[GOAL]:
Reproduce only the lines that begin at the line with "Question. For every instance of the player's face" and run to the end of the entries; omit every picture.

[ENTRIES SHOWN]:
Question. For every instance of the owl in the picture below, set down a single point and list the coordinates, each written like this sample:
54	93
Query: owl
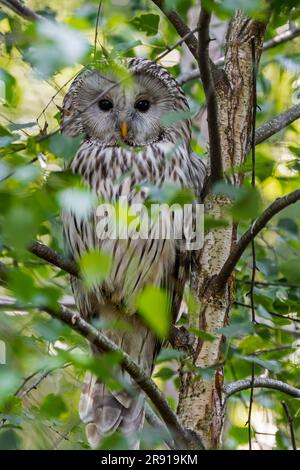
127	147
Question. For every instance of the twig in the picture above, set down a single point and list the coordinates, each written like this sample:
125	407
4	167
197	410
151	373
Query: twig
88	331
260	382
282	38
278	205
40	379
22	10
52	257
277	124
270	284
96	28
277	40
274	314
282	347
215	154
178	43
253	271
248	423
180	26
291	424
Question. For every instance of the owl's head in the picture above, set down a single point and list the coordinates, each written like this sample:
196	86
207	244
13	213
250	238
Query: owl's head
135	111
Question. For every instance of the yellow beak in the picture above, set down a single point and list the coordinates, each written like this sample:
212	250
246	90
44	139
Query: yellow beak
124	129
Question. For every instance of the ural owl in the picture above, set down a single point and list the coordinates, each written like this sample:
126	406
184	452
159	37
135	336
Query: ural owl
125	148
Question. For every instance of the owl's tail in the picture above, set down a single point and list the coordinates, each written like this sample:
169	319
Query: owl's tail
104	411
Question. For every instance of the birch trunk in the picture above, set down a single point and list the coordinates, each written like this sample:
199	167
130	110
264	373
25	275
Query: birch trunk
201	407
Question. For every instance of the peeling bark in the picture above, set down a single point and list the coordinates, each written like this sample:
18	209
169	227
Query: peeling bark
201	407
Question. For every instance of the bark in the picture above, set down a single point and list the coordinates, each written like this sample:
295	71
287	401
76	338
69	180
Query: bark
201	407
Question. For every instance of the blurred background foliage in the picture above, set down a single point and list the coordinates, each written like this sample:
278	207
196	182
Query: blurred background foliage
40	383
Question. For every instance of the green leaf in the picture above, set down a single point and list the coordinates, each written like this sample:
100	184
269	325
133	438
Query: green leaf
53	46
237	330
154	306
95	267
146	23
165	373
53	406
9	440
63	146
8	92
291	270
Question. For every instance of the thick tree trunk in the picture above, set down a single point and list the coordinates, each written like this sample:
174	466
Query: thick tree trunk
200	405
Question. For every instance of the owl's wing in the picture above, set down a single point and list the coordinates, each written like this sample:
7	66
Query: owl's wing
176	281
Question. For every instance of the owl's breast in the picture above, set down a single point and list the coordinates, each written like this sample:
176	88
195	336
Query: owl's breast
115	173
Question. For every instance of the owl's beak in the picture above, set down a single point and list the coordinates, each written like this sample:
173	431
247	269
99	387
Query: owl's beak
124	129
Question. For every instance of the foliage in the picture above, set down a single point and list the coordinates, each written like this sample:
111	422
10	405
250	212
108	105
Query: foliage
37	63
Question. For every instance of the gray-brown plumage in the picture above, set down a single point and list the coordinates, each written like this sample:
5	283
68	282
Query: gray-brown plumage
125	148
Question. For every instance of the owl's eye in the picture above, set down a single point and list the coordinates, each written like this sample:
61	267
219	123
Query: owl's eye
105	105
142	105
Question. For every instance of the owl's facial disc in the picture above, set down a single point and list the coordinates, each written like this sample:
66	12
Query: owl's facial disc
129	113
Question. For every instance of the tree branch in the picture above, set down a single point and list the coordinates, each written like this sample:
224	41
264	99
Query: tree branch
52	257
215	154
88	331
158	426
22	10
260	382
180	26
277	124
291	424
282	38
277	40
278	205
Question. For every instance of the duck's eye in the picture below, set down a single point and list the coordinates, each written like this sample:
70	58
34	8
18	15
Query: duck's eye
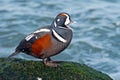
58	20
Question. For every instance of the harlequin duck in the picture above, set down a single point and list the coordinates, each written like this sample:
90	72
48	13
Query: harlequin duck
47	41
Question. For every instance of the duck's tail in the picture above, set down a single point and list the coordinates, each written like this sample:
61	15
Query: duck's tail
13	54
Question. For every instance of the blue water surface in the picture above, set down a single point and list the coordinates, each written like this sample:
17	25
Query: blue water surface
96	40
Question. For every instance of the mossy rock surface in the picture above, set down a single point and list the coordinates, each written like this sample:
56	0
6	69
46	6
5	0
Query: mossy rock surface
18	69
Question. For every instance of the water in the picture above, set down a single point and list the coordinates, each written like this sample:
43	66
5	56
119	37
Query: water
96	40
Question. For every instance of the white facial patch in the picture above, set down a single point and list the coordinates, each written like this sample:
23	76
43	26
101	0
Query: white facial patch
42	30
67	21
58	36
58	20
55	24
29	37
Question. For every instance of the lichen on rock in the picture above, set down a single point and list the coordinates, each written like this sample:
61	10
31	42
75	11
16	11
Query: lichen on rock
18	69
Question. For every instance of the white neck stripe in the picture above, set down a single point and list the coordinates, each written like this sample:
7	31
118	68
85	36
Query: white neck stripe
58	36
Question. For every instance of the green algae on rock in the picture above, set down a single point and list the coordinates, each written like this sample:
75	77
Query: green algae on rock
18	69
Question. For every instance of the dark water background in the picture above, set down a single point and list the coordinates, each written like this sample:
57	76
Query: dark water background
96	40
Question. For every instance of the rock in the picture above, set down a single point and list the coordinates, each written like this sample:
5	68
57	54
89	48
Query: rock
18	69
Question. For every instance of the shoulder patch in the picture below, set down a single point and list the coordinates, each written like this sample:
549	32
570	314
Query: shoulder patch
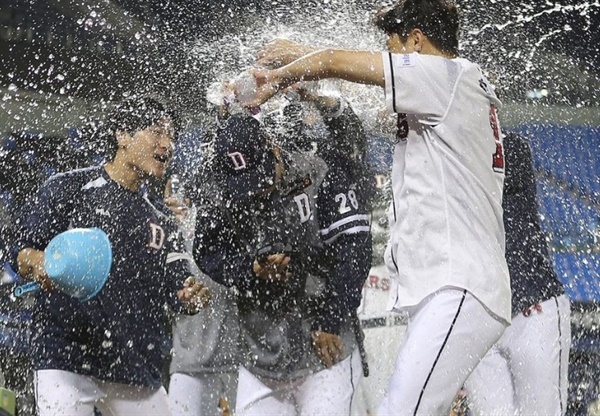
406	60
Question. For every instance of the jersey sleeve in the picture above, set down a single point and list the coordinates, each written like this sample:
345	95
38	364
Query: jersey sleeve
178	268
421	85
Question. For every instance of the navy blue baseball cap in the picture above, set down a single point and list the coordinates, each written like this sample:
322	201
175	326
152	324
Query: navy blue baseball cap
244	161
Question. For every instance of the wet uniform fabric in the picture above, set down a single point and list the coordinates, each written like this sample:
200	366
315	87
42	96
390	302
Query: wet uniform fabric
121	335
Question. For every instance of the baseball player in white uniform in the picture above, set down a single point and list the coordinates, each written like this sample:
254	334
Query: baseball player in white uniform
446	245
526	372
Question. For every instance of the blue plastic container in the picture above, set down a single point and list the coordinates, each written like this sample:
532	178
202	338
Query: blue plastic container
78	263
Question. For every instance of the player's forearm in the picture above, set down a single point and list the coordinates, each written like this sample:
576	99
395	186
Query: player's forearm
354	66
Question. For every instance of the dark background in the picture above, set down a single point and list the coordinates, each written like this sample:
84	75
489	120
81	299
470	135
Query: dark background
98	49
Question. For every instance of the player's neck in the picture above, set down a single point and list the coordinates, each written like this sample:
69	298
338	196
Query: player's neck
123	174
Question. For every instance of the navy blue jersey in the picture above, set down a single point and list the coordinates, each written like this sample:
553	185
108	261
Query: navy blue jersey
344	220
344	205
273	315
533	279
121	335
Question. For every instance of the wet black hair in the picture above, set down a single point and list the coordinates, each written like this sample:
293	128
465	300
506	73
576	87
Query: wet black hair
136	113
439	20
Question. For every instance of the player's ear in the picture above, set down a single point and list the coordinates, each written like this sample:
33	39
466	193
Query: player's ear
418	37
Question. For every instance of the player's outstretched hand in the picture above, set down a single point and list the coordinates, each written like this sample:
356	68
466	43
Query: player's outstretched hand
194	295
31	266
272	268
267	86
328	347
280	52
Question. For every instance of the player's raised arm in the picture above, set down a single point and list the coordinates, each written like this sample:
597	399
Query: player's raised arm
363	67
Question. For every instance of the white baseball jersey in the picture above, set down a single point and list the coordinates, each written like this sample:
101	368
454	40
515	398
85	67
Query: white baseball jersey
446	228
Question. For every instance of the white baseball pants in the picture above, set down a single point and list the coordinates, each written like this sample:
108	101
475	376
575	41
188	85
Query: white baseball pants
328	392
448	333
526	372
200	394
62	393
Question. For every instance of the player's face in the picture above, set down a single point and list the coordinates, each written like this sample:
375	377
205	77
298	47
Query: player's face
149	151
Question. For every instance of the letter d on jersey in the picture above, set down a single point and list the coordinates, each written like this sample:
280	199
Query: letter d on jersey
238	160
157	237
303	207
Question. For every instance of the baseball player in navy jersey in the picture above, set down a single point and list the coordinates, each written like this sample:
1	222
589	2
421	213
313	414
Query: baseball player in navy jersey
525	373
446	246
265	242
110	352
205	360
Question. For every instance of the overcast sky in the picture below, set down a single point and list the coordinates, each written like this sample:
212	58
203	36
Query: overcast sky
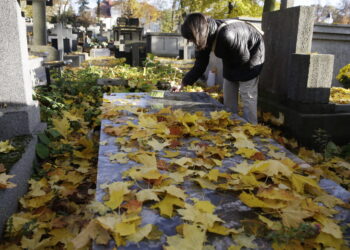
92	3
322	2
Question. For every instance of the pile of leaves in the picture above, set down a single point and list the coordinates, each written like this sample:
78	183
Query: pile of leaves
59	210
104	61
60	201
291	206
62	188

[TASK OUTPUT]:
Question. For every instance of the player's face in the picture above, set down a single point and list the coordinates, each written like this sample:
375	377
205	77
298	47
Query: player's face
149	151
Question. For every instance of the letter d on jersey in the picture above, set down a single point and list the coordinates, each written like this sample:
280	199
Query: letter d on jersey
238	160
157	237
303	207
Question. For every instance of the baseball player in navy jersey in the picture above, set down a single point and list the coordinates, each written like this sample:
1	222
589	2
421	213
313	414
Query: baseball player in navy jersey
525	373
446	246
265	242
110	352
205	360
Question. For every instance of the overcast sky in the picture below, set down a single point and list the coordinates, each written like this sample:
212	58
203	36
Query: overcast sky
92	3
322	2
Question. For every instance of the pile of leaves in the picture above, set down a single point and list the coordinates, each written like this sample:
78	183
Query: pile of leaves
59	210
104	61
60	201
291	206
62	188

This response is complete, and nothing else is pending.